— Data for this exercise —
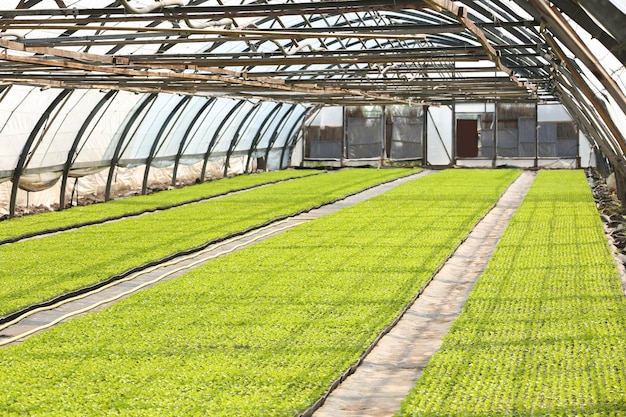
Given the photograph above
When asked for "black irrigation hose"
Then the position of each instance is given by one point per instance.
(352, 369)
(137, 213)
(81, 291)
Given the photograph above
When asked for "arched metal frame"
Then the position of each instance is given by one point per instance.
(237, 136)
(372, 52)
(259, 133)
(21, 163)
(120, 143)
(72, 154)
(213, 141)
(181, 103)
(185, 137)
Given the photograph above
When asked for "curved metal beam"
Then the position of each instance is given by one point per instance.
(118, 147)
(26, 149)
(236, 136)
(257, 137)
(207, 154)
(186, 135)
(71, 154)
(157, 140)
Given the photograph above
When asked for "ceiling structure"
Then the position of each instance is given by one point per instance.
(317, 53)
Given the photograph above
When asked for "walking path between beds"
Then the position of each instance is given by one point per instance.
(388, 373)
(47, 317)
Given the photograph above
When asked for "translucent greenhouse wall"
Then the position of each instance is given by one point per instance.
(524, 134)
(60, 146)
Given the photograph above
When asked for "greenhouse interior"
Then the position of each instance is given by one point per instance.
(313, 208)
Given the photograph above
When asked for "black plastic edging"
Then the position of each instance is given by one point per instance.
(352, 369)
(93, 287)
(139, 213)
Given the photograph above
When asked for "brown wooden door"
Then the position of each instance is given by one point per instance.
(466, 138)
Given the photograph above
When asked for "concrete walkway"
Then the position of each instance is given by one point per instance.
(386, 375)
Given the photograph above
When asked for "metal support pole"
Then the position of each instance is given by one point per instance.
(425, 135)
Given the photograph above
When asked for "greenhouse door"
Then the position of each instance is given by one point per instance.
(466, 138)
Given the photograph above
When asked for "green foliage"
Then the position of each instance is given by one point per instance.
(20, 226)
(36, 270)
(543, 332)
(263, 331)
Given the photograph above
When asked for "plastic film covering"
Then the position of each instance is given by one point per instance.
(364, 128)
(404, 130)
(516, 129)
(324, 134)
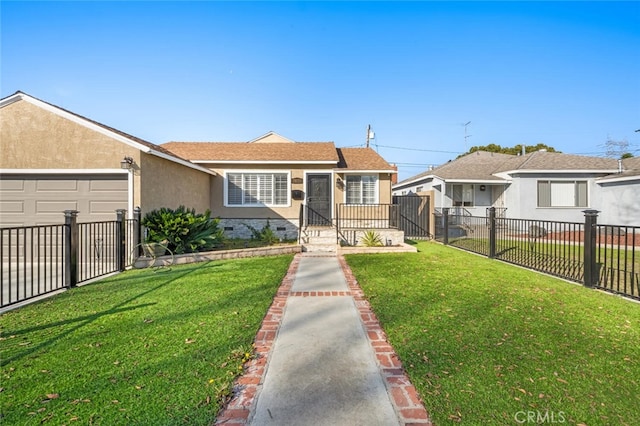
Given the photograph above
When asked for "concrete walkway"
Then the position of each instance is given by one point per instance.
(322, 358)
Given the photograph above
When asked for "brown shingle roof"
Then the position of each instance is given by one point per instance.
(239, 151)
(361, 159)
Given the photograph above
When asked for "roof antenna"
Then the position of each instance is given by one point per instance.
(370, 134)
(465, 133)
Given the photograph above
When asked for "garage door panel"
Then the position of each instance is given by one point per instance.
(108, 186)
(11, 185)
(47, 185)
(11, 206)
(54, 206)
(42, 200)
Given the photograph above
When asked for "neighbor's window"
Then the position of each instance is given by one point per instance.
(463, 195)
(257, 189)
(562, 193)
(362, 189)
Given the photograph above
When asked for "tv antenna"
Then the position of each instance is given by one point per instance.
(370, 134)
(466, 136)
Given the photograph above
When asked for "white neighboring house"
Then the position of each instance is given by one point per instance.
(541, 185)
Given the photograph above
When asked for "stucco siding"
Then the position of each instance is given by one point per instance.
(618, 203)
(33, 138)
(163, 183)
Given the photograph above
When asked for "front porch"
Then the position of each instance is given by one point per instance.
(347, 228)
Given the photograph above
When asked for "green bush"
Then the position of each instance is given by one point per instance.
(183, 230)
(371, 239)
(266, 234)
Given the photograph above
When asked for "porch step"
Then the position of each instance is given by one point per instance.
(320, 248)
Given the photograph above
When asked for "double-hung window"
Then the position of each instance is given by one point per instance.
(463, 195)
(257, 189)
(565, 193)
(362, 189)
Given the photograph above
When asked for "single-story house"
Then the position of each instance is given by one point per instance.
(54, 160)
(272, 177)
(540, 185)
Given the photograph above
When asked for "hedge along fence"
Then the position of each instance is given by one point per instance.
(599, 256)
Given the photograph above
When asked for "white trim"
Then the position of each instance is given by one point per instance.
(182, 162)
(332, 186)
(225, 201)
(618, 179)
(262, 162)
(130, 176)
(507, 173)
(363, 172)
(377, 199)
(409, 182)
(97, 128)
(62, 171)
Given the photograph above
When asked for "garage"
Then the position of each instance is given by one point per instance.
(41, 199)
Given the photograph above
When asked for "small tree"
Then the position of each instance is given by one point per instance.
(183, 230)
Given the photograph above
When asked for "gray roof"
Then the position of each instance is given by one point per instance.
(485, 166)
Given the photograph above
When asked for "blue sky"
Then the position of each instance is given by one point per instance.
(566, 74)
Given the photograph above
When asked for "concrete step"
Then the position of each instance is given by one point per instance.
(320, 248)
(319, 240)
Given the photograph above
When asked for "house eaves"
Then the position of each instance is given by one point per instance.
(132, 141)
(507, 175)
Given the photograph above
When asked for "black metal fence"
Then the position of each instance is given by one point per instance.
(600, 256)
(37, 260)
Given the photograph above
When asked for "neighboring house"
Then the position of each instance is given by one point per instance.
(540, 185)
(54, 160)
(271, 177)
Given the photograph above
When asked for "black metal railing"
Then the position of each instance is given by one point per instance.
(37, 260)
(599, 256)
(31, 262)
(367, 216)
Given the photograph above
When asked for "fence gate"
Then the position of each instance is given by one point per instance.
(414, 215)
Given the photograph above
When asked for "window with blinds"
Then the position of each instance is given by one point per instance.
(362, 189)
(562, 193)
(257, 189)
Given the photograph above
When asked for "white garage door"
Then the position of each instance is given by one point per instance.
(27, 200)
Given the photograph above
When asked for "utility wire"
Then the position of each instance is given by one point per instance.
(422, 150)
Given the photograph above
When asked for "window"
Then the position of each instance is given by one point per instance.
(362, 189)
(562, 193)
(463, 195)
(257, 189)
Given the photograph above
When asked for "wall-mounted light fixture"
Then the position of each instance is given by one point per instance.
(126, 163)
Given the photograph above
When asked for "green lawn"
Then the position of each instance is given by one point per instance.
(138, 348)
(487, 343)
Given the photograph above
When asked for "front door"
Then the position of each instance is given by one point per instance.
(319, 199)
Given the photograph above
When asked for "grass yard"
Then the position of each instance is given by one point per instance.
(137, 348)
(487, 343)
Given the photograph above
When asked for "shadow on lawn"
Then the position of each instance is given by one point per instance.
(87, 319)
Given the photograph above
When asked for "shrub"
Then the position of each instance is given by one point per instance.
(266, 234)
(371, 239)
(183, 230)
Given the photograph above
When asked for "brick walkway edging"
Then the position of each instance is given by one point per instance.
(406, 402)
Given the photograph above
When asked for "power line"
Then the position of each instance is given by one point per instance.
(421, 150)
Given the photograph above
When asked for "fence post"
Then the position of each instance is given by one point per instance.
(590, 266)
(70, 248)
(137, 227)
(445, 224)
(492, 232)
(121, 242)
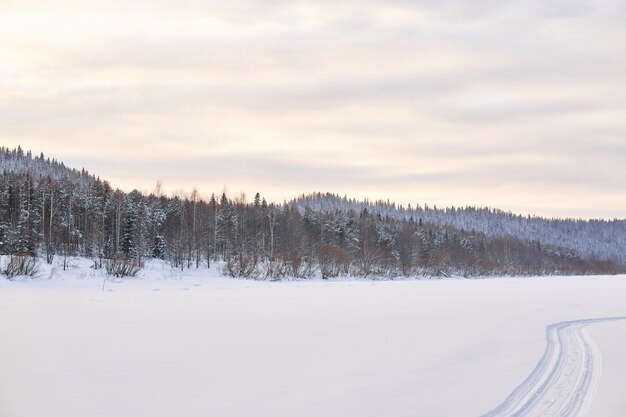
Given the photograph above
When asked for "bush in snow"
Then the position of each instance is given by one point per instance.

— Problem details —
Will you set down the records word for word while leaving out every picture?

— Task response —
Given the photograph above
When asked for "black irrigation hose"
Then the position of each instance is given by one point per instance.
(352, 369)
(137, 213)
(81, 291)
Given the photograph above
When asked for "arched metal frame"
Then the position of each instance is given by one point per instance.
(237, 136)
(372, 52)
(259, 133)
(21, 163)
(120, 143)
(72, 154)
(213, 141)
(181, 103)
(185, 137)
Given the photograph above
When asked for "curved metal beam"
Then the position of each instance is given by one point per instance.
(118, 147)
(26, 149)
(236, 136)
(257, 137)
(207, 154)
(186, 135)
(71, 154)
(157, 140)
Given the photograph above
When asked for "ceiling structure"
Then the position of each instance is given by one point per instance.
(317, 53)
Given the photograph above
When asked for "walking path between beds"
Then the position of each instance is given by one point per instance.
(388, 373)
(47, 317)
Given the photograph above
When asked for "translucent greenhouse wall"
Then the position of each instance is given by one point per instance.
(524, 134)
(60, 146)
Given the photograph above
When asked for "greenhouse interior"
Then the position of each instance is given by one point per instance.
(313, 208)
Given the photograph above
When asked for "black plastic edging"
Then the position of each instance is given by one point per instance.
(352, 369)
(93, 287)
(139, 213)
Given the photograph above
When asked for "brown wooden door"
Then the position of each instance is given by one point per instance.
(466, 138)
Given the photograph above
When asked for "concrete walkway"
Then the position of each instance is given by one point per instance.
(386, 375)
Given the photograph above
When asked for "metal support pole"
Then the position of each instance is given by one point per instance.
(425, 135)
Given the photograph above
When asked for "greenhouse door"
Then the position of each instance is given by one point per instance.
(466, 138)
Given the photograph above
When asked for "green foliage"
Then the position of each instance is given by one point per instance.
(20, 226)
(36, 270)
(543, 332)
(263, 331)
Given the photograph above
When asked for "plastic film covering"
Then the position of each instance is given by one point per instance.
(364, 128)
(404, 130)
(516, 129)
(324, 134)
Given the photograph above
When asked for "concrete walkway"
Then the position of each instance is given by one point per instance.
(322, 358)
Given the photograph above
When asked for "brown shingle roof"
Then the position of each instance is given by one point per instance.
(239, 151)
(361, 159)
Given the photograph above
When asked for "roof antenna"
Then the position of each instance is given by one point per instance.
(370, 134)
(465, 133)
Given the photograph above
When asked for "garage door panel"
Then the position of each instance is given by one point per instance.
(108, 186)
(11, 185)
(47, 185)
(11, 206)
(54, 206)
(42, 200)
Given the photograph above
When asked for "neighbor's window"
Then the position of each instance is given by one point per instance.
(463, 195)
(257, 189)
(562, 193)
(362, 189)
Given the photograph above
When asked for "tv antenna"
Then the position of each instance is given by one point per instance.
(370, 134)
(466, 136)
Given the photograph above
When asked for "white neighboring house"
Then the position of each instance is given by one point per instance.
(541, 185)
Given the photograph above
When asked for "stucco siding"
Then the position of each instance is given by one point per instance.
(618, 203)
(33, 138)
(163, 183)
Given the photograph above
When asked for "front porch"
Then the position of each instance is given by one point per instance.
(347, 228)
Given the photograph above
When asked for "green bush"
Then the position of each instance is given by one point per instance.
(183, 230)
(371, 239)
(266, 234)
Given the photograph above
When asked for "porch step"
Then the position of each instance is given by one point per instance.
(320, 248)
Given the photograph above
When asked for "double-hung window"
Then the position of each instance is given by one point per instance.
(463, 195)
(257, 189)
(565, 193)
(362, 189)
Given the photograph above
When asked for "single-story house"
Then the position of each instance is given by one point per instance.
(54, 160)
(272, 177)
(540, 185)
Given the photograph above
When asked for "hedge along fence"
Then the position of each instance is given by one point per instance.
(599, 256)
Given the photograph above
When asked for "white trim"
Then the position of each instance is given by one point per instance.
(182, 162)
(332, 186)
(225, 201)
(618, 179)
(262, 162)
(130, 176)
(507, 173)
(363, 172)
(377, 199)
(409, 182)
(97, 128)
(62, 171)
Given the photograph above
When asked for "garage"
Then the position of each instance is given by one point per instance.
(41, 199)
Given the photograph above
When asked for "small tree"
Then the position of each instance is given by one point per instance.
(183, 230)
Given the photograph above
When asked for "gray roof"
Then the position of each instance is given by one point per instance.
(485, 166)
Given the photograph above
When asked for "blue sky"
Then the position of each instance is given by one point per instance.
(566, 74)
Given the photograph above
When asked for "concrete step"
Then the position of each instance is given by one point per instance.
(320, 248)
(319, 240)
Given the photograph above
When asked for "house eaves"
Then the position of each instance is given by one point per instance.
(132, 141)
(507, 175)
Given the photograph above
When asked for "black metal fence"
Then the position of each instance is given by one point per instance.
(600, 256)
(37, 260)
Given the photograph above
When asked for "neighboring house"
Then the position of each instance is given by one point per instance.
(540, 185)
(54, 160)
(271, 177)
Given the photograph above
When asked for "black metal railing"
Then the position of each instance is given by one point per instance.
(37, 260)
(599, 256)
(31, 262)
(367, 216)
Given the photograph above
When asked for "fence gate"
Then the position of each instance is given by one point per instance.
(414, 215)
Given the photograph above
When asked for "window with blinds"
Then the position of each instance is given by one point per instance.
(362, 189)
(562, 193)
(257, 189)
Given the photograph above
When asked for "white garage door"
Then the position of each instance is given by one point per instance.
(27, 200)
Given the photograph above
When asked for "utility wire"
Then the position of each instance is given by one point per instance.
(422, 150)
Given the photograph above
When asked for "window"
Then the position of each instance is given by one point per instance.
(362, 189)
(562, 193)
(463, 195)
(257, 189)
Given the photograph above
When asked for "wall-mounted light fixture"
Then the position of each instance is given by one point per instance.
(126, 163)
Given the photograph above
When asked for "green lawn"
Then the position of each instance is given by one point per instance.
(138, 348)
(487, 343)
Given the photograph above
When asked for "front door"
Then the position of each instance is given by one point per instance.
(319, 199)
Given the photograph above
When asked for "grass yard"
Then the position of each instance is given by one point per instance.
(137, 348)
(487, 343)
Given the photograph above
When asked for "shadow on lawn"
Then the position of each instance is given by one point per instance.
(87, 319)
Given the photograph above
When asked for "shrub"
Then the position of each instance is given by one point per instance.
(266, 234)
(371, 239)
(183, 230)
Given the photograph above
When asked for "brick walkway edging"
Then the position of each instance is given by one point per instance.
(406, 402)
Given the photograph above
When asked for "power line"
Then the position of each instance is given by one point per instance.
(421, 150)
Given the photograph above
When asked for "fence post"
Then the position of each instance is given by one point per instance.
(590, 266)
(70, 248)
(137, 227)
(445, 224)
(492, 232)
(121, 242)
Given the photograph above
When asked for "bush in snow"
Then the position of each instance is given by one point per instance.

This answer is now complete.